▸ **Saved data entries**:
---
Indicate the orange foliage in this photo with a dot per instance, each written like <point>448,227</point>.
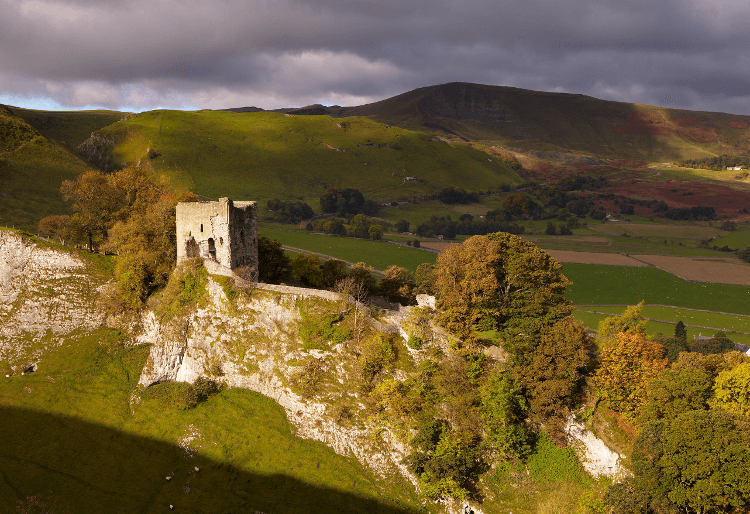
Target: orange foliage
<point>628,364</point>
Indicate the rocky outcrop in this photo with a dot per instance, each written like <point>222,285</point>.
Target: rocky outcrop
<point>254,344</point>
<point>44,293</point>
<point>595,456</point>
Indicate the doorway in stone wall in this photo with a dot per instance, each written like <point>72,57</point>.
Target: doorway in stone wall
<point>192,249</point>
<point>211,248</point>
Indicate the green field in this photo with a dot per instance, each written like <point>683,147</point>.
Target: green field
<point>654,327</point>
<point>668,318</point>
<point>75,438</point>
<point>734,240</point>
<point>597,284</point>
<point>584,240</point>
<point>659,230</point>
<point>378,254</point>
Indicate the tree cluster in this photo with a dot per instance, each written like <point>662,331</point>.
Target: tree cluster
<point>347,201</point>
<point>691,412</point>
<point>288,212</point>
<point>128,213</point>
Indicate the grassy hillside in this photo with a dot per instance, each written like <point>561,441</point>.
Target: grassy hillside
<point>75,438</point>
<point>533,121</point>
<point>32,167</point>
<point>266,155</point>
<point>69,128</point>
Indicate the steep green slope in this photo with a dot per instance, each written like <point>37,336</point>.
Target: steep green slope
<point>77,435</point>
<point>69,128</point>
<point>557,122</point>
<point>266,155</point>
<point>31,170</point>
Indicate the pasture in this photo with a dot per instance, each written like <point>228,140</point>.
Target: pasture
<point>659,230</point>
<point>592,320</point>
<point>378,254</point>
<point>734,240</point>
<point>617,285</point>
<point>82,443</point>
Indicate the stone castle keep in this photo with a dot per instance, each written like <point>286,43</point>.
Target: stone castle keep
<point>225,232</point>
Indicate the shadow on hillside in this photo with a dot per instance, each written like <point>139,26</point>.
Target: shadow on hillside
<point>82,467</point>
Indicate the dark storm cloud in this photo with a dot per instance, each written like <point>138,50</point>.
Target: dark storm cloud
<point>273,53</point>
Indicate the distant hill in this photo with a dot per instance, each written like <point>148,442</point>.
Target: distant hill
<point>262,155</point>
<point>33,166</point>
<point>549,123</point>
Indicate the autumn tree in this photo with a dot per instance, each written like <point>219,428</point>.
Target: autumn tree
<point>95,200</point>
<point>680,332</point>
<point>732,388</point>
<point>629,321</point>
<point>628,364</point>
<point>273,264</point>
<point>555,373</point>
<point>424,278</point>
<point>306,269</point>
<point>698,462</point>
<point>504,409</point>
<point>57,225</point>
<point>142,232</point>
<point>514,284</point>
<point>675,391</point>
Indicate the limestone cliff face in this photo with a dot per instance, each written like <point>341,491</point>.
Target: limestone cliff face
<point>254,344</point>
<point>44,293</point>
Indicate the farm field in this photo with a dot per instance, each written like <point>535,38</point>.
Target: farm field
<point>590,241</point>
<point>688,316</point>
<point>592,320</point>
<point>618,285</point>
<point>610,259</point>
<point>724,270</point>
<point>378,254</point>
<point>75,410</point>
<point>658,230</point>
<point>735,240</point>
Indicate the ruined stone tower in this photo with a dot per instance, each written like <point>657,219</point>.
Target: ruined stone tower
<point>225,232</point>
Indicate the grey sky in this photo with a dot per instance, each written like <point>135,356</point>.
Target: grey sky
<point>137,54</point>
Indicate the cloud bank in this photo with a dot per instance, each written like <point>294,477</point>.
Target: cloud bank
<point>138,55</point>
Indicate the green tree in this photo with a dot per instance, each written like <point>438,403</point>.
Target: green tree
<point>554,373</point>
<point>402,226</point>
<point>375,232</point>
<point>361,273</point>
<point>680,332</point>
<point>719,343</point>
<point>504,409</point>
<point>306,269</point>
<point>359,226</point>
<point>697,462</point>
<point>273,264</point>
<point>57,225</point>
<point>675,391</point>
<point>672,346</point>
<point>444,460</point>
<point>424,278</point>
<point>95,201</point>
<point>629,321</point>
<point>333,271</point>
<point>504,277</point>
<point>397,285</point>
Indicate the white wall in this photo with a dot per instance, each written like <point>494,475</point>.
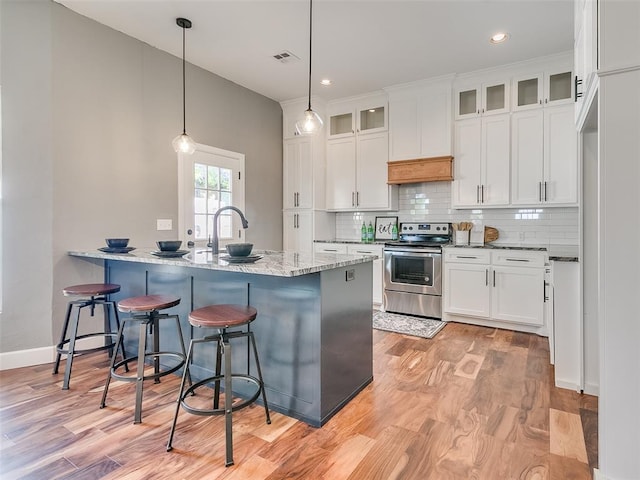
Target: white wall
<point>87,154</point>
---
▸ **Exercise**: Word for word and without any pictures, return all of the lines above.

▸ **Solution for this task**:
Indicate the orange foliage in this photo with a dot per instance, each written like <point>448,227</point>.
Target: orange foliage
<point>628,364</point>
Indicate the rocky outcrop in this photo with a dot per instance, each written like <point>222,285</point>.
Target: rocky outcrop
<point>254,344</point>
<point>44,293</point>
<point>595,456</point>
Indicate the doorway in stone wall in this photo with a dot per instance, each written like <point>72,57</point>.
Target: doorway in stone wall
<point>192,249</point>
<point>211,248</point>
Indicate the green field in this photo with a dot per instance, each written like <point>683,147</point>.
Target: green field
<point>654,327</point>
<point>668,318</point>
<point>75,438</point>
<point>734,240</point>
<point>597,284</point>
<point>584,240</point>
<point>659,230</point>
<point>378,254</point>
Indicate the tree cluster in this photo with a dot per instance, each written like <point>662,331</point>.
Target: tree cluster
<point>347,201</point>
<point>691,412</point>
<point>288,212</point>
<point>128,213</point>
Indicate the grassy hillside in this photo with a dot per instance, each written like <point>561,441</point>.
Target: grassy hillside
<point>75,438</point>
<point>533,121</point>
<point>32,167</point>
<point>266,155</point>
<point>69,128</point>
Indicate the steep green slope in this photo with a dot per instance, each written like <point>37,336</point>.
Target: steep green slope
<point>77,435</point>
<point>69,128</point>
<point>557,122</point>
<point>266,155</point>
<point>31,170</point>
Indicate the pasture in this photo with a dot per instance, each written like <point>228,140</point>.
Target: pasture
<point>659,230</point>
<point>592,320</point>
<point>378,254</point>
<point>734,240</point>
<point>617,285</point>
<point>82,443</point>
Indicate the stone castle keep in this photo with a dot per instance, each written like <point>286,43</point>.
Target: stone castle keep
<point>225,232</point>
Indicate the shadow on hillside in this photo with a dot per instance, each written like <point>139,26</point>.
Target: shadow on hillside
<point>82,467</point>
Indicate the dark storm cloud in this photo with a dot per instance, each written like <point>138,50</point>.
Target: dark storm cloud
<point>273,53</point>
Indicate the distant hill in this photo with a dot per instance, each written like <point>148,442</point>.
Target: distant hill
<point>262,155</point>
<point>33,166</point>
<point>549,123</point>
Indicate the autumn tree in this photo with a dot per instance, each written like <point>219,428</point>.
Target: autumn tree
<point>95,200</point>
<point>680,332</point>
<point>732,388</point>
<point>629,321</point>
<point>628,364</point>
<point>273,264</point>
<point>555,373</point>
<point>424,278</point>
<point>306,269</point>
<point>698,462</point>
<point>504,409</point>
<point>57,225</point>
<point>142,232</point>
<point>514,284</point>
<point>675,391</point>
Indicate the limestone cliff face in this photo with a dot per instance, each written like <point>341,491</point>.
Target: limestone cliff face
<point>254,344</point>
<point>44,293</point>
Indicate the farm field in this photo with a dot per instance, each written like <point>535,38</point>.
Target: farm field
<point>590,241</point>
<point>688,316</point>
<point>592,320</point>
<point>618,285</point>
<point>610,259</point>
<point>724,270</point>
<point>378,254</point>
<point>75,410</point>
<point>658,230</point>
<point>735,240</point>
Indicate the ruined stone tower in this photo with a dot per instance, each written like <point>657,219</point>.
Target: ruined stone tower
<point>225,232</point>
Indicate the grey sky in this photo with a dot per instance, each written like <point>135,356</point>.
Target: grey sky
<point>137,54</point>
Indicate the cloud bank in this photo with a dot per instance, each written like <point>294,477</point>.
Target: cloud bank
<point>138,55</point>
Indicate the green tree in this photo with a dot per instance, each written like <point>438,403</point>.
Target: green tree
<point>554,373</point>
<point>402,226</point>
<point>375,232</point>
<point>361,273</point>
<point>680,332</point>
<point>719,343</point>
<point>504,409</point>
<point>306,269</point>
<point>359,226</point>
<point>697,462</point>
<point>273,264</point>
<point>57,225</point>
<point>675,391</point>
<point>672,346</point>
<point>444,460</point>
<point>424,278</point>
<point>95,201</point>
<point>629,321</point>
<point>333,271</point>
<point>504,277</point>
<point>397,285</point>
Indicate the white wall in this photo with a dot per instance, each written like <point>494,475</point>.
Target: white wall
<point>87,154</point>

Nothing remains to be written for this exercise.